■ Text block:
※

Why I love plastic surgery

If we were to try to establish the ultimate, pie-in-the-sky goal of medicine as a profession, it would have to be to drive itself out of business, to become unnecessary. Ideally, people should not get sick, should not have accidents, and should not need any of the interventions that doctors provide. Recorded human history, and undoubtedly human history before that, says otherwise. We get sick, we get hurt, and some of us don’t like the way we look. We have genetic accidents, acts of nature, acts of human violence, environmental assaults on our person, the ravages of time, and, even today, global pandemics. It is a wonder that any of us make it to middle age and beyond largely unscathed. Even so, in the end we all die, so our reprieve is temporary.

I had nothing to do with today’s patient’s medical history. His family history of diabetes. His poor control. His kidney’s failure due to the ravages of the disease. His terrible circulation, which has already cost him multiple digits. I am, however, in a unique position to help him.

Once I decided to become a doctor, a decision that was not the least based on future financial remuneration, but, rather, on my lifelong interest in biology and people, further incentivized by my mother’s stories of my maternal grandfather, a physician in Brazil, this put me on a path. The path involved years of intense study, first to secure a place in medical school and then to graduate four years later. From there, I spent five long years learning the art and science of surgery from multiple older surgeons until, finally, settling on plastic surgery. This cost me an additional  two years of the most intense and stressful training I have ever undertaken. I sometimes look back in wonder that I made it through. All of this was for the privilege of being competent to go in this morning and help out a stranger by removing his painful, infected, gangrenous finger.

Will I charge for the privilege? Sure. I will bill the insurance company and accept what they pay. If he had no money or insurance, this would not change a thing, however. I would still do the surgery and expect to eventually write off the bill, as I and most of my colleagues do on an almost daily basis. I know I will not starve and that my wife and family will not go without. The satisfaction of the surgery is not in the reimbursement; it is in knowing that I can uniquely offer something that most others cannot. I did not find surgery until I was near the end of the third year of medical school. I was almost in despair because I did not like any of the medical areas where I had rotated earlier, not internal medicine, pediatrics, anesthesia, orthopedics, psychiatry, radiology, emergency medicine, or obstetrics/gynecology. Then I was exposed to surgery and discovered my life’s calling. It was an “ah ha!” moment to be sure.

Yes, I am happy doing this. I am happy that I am able to do this. I am a plastic surgeon. It is what I do. I know I will regret when I am no longer physically able to operate. So, for now, I must enjoy it, weird as that may be.

※

■ Excerpted records:

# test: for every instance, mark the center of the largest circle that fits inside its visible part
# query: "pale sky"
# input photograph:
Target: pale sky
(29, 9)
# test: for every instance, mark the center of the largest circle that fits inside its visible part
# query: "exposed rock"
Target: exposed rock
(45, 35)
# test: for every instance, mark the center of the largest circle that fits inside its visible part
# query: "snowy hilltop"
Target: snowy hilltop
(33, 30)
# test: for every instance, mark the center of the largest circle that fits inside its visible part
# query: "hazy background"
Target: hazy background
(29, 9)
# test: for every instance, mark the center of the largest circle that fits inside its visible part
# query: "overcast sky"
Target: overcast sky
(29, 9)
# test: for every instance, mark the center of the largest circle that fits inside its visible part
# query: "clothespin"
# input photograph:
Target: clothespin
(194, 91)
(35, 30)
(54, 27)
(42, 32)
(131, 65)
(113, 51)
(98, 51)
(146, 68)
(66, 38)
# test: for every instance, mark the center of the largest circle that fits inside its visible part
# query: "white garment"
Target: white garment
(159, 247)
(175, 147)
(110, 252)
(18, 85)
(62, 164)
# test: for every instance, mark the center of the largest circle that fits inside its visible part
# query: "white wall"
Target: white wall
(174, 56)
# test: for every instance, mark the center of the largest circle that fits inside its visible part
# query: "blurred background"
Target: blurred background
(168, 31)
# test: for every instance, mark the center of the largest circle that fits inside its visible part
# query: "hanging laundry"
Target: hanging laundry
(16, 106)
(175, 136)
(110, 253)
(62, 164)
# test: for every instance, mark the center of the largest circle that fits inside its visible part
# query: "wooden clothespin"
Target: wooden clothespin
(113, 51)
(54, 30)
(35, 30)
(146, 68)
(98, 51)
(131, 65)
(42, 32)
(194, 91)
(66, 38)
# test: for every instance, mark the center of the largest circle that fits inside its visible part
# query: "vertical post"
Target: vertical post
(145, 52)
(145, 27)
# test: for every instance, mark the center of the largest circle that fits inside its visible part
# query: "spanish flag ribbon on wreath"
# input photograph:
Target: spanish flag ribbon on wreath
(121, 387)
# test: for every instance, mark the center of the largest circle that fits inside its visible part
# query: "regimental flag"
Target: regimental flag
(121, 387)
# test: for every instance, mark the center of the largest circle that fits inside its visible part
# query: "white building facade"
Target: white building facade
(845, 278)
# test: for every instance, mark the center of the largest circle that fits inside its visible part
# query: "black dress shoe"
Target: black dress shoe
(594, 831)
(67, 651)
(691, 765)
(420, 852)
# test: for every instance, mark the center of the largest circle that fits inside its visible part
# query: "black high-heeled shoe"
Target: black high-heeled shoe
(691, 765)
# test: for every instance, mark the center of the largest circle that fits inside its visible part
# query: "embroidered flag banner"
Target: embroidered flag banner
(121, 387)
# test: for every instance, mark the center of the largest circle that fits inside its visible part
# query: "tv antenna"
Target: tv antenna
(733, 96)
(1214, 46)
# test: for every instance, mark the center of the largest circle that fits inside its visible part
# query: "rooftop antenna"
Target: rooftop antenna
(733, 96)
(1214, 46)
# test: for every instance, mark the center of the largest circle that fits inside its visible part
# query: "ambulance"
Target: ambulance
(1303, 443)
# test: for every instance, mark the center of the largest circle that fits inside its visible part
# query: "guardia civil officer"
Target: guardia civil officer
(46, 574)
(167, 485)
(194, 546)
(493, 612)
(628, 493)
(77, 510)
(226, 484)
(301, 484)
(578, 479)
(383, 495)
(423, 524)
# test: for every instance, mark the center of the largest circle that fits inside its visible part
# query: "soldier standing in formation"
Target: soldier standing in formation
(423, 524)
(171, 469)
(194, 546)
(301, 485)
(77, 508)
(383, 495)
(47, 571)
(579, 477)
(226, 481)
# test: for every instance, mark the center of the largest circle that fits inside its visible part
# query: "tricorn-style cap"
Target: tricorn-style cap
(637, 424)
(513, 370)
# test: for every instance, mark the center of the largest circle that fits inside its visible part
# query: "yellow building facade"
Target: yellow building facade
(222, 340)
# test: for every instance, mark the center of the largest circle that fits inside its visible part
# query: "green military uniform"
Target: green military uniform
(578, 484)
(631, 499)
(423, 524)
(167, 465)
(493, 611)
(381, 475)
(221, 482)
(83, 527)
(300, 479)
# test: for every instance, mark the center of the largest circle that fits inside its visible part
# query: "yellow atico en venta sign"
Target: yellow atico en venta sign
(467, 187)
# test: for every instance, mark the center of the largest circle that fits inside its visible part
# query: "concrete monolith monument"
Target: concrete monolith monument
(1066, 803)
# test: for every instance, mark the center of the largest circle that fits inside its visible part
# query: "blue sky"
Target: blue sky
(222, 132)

※

■ Work task 1:
In the plastic surgery essay, what is the author going in this morning to remove from the patient?
■ Work task 2:
Change "diabetes" to "heart disease" in the plastic surgery essay from "I had nothing" to "to help him.", and write out that passage.
Work from the plastic surgery essay alone.

■ Response box 1:
His painful, infected, gangrenous finger.

■ Response box 2:
I had nothing to do with today’s patient’s medical history. His family history of heart disease. His poor control. His kidney’s failure due to the ravages of the disease. His terrible circulation, which has already cost him multiple digits. I am, however, in a unique position to help him.